[Exercise objective]
Find all the lines in the material below with the word "open", and copy them.
>>>
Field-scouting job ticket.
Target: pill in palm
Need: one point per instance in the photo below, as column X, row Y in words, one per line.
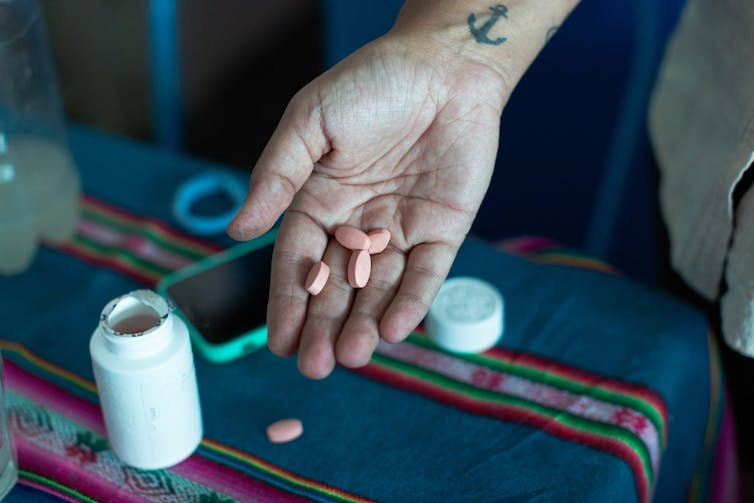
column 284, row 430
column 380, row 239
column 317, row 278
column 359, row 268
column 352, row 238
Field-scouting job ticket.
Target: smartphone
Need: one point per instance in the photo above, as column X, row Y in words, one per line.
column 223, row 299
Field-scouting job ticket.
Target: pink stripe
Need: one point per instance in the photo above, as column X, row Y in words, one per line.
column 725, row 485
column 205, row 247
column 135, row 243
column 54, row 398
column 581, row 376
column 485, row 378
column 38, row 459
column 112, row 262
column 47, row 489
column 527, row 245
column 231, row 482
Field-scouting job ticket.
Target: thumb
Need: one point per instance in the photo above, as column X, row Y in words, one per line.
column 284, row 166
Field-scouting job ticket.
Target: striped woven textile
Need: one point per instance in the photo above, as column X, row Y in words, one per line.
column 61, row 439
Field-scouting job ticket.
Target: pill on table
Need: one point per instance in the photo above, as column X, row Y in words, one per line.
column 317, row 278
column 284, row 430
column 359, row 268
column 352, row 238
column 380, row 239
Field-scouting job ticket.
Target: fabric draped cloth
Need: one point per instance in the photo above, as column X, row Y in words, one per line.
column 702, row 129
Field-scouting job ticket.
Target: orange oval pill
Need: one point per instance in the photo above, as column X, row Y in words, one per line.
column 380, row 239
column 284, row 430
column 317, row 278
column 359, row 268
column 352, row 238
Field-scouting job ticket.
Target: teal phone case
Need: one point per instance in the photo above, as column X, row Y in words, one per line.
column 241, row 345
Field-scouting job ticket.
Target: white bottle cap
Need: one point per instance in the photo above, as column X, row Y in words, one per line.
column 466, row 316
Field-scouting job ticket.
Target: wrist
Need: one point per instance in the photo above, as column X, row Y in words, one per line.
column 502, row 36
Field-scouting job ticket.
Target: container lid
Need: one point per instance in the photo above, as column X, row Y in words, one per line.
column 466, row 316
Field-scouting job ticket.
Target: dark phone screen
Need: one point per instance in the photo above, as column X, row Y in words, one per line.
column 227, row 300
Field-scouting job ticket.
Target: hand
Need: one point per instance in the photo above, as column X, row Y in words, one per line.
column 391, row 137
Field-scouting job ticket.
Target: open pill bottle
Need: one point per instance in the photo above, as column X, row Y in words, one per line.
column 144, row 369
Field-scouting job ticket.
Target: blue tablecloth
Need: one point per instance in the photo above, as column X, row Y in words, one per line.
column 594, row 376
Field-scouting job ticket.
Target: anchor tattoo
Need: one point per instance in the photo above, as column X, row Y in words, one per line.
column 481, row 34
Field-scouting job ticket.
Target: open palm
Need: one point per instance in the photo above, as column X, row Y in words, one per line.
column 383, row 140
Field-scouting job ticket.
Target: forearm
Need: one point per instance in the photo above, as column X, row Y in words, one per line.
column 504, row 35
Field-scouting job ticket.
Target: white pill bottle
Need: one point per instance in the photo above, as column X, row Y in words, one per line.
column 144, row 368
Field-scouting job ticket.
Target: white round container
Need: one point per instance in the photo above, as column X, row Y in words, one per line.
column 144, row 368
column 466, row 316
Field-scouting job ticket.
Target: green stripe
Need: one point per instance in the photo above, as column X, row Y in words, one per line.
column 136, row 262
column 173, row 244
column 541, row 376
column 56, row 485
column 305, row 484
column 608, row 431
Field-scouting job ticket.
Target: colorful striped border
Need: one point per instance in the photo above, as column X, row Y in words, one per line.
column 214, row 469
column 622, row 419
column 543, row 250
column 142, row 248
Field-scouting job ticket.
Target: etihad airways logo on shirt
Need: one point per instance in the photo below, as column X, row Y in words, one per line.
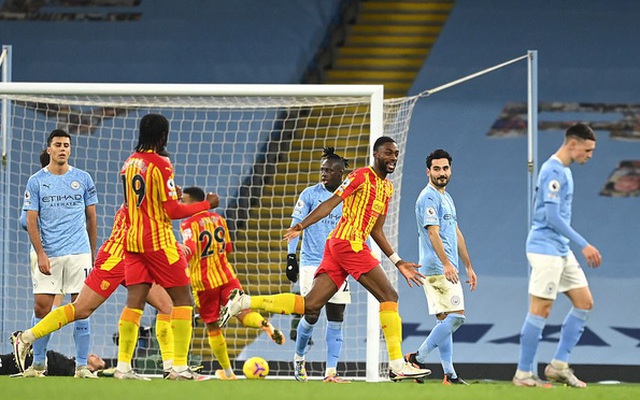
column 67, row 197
<<<
[Response]
Target: open pill bottle
Target: open palm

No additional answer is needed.